Exercise prompt:
Return the entries below precisely, omitting nothing.

Supplied records:
■ ■ ■

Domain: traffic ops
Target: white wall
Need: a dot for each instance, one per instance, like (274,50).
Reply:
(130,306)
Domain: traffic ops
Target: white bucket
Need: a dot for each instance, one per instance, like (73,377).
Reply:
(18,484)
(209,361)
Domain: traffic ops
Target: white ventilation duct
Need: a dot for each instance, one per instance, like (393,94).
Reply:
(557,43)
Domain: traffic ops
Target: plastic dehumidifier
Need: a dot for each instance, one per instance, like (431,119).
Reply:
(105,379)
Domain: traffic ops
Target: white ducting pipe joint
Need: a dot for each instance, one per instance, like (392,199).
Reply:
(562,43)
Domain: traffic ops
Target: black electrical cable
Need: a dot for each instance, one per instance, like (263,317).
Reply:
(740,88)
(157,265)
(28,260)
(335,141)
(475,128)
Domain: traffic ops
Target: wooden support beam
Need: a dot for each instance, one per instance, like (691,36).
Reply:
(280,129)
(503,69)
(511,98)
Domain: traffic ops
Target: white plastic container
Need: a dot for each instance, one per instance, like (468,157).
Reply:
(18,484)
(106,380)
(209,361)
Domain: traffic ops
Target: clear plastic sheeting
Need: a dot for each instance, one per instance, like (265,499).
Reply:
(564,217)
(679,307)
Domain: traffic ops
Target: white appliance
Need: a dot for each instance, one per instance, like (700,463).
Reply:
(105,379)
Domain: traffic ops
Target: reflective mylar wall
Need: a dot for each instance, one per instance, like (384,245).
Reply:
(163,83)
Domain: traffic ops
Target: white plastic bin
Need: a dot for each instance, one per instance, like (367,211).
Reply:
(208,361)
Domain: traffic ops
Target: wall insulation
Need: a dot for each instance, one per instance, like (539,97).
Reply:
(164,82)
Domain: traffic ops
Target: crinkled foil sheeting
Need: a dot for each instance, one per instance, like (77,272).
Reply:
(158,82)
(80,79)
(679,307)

■ ■ ■

Solution for this task:
Domain: traffic ops
Target: white wall
Need: a dot for each instance, one per instance, like (274,50).
Reply:
(130,306)
Domain: traffic ops
Target: white bucket
Need: a dot for each instance, one per instance, like (73,377).
Reply:
(18,484)
(209,361)
Domain: traffic ops
Target: white ventilation duct
Need: a dot for each instance, one per instance, like (393,94).
Reply:
(557,43)
Domain: traffic ops
Target: plastic dehumidifier
Need: a dot for each instance, one per instance, like (431,119).
Reply:
(105,379)
Domain: traffic ops
Target: white ducting pipe joint
Need: a dot for each instance, one per instance, like (392,199).
Reply:
(562,43)
Domain: traffic ops
Target: black electrical cable
Need: a dot for each instance, one per instance, like (263,317).
Reply:
(740,88)
(157,265)
(28,260)
(335,141)
(475,128)
Domain: traffic ops
Target: wooden support beam
Need: a dot for each instance, one per instance, like (691,36).
Reply:
(280,129)
(503,69)
(511,98)
Domain: traffic ops
Target: white plastic container
Need: a dot for each instance, one per instance, like (468,157).
Reply:
(18,484)
(106,380)
(209,361)
Domain: traffic ops
Target: clear plastic sheeting
Need: a dot for each instance, one per instance, like (265,499).
Reply:
(564,217)
(679,307)
Domain: traffic ops
Target: white appliance
Need: a dot for each instance, one per instance, like (700,463).
Reply:
(105,379)
Domain: traffic ops
Target: reflective mylar wall
Need: a dot for each instance, one per instance, like (384,245).
Reply:
(163,83)
Domain: traffic ops
Target: white plastic bin
Need: a dot for each instance, one per instance, like (367,211).
Reply:
(208,361)
Domain: traffic ops
Target: wall insulation
Need: a dot for each instance, one per instance, like (539,97).
Reply:
(164,82)
Domain: traffic ops
Target: crinkled foil sheeting
Need: a dot for each instance, one per instance, like (77,272).
Reply:
(158,82)
(80,79)
(679,307)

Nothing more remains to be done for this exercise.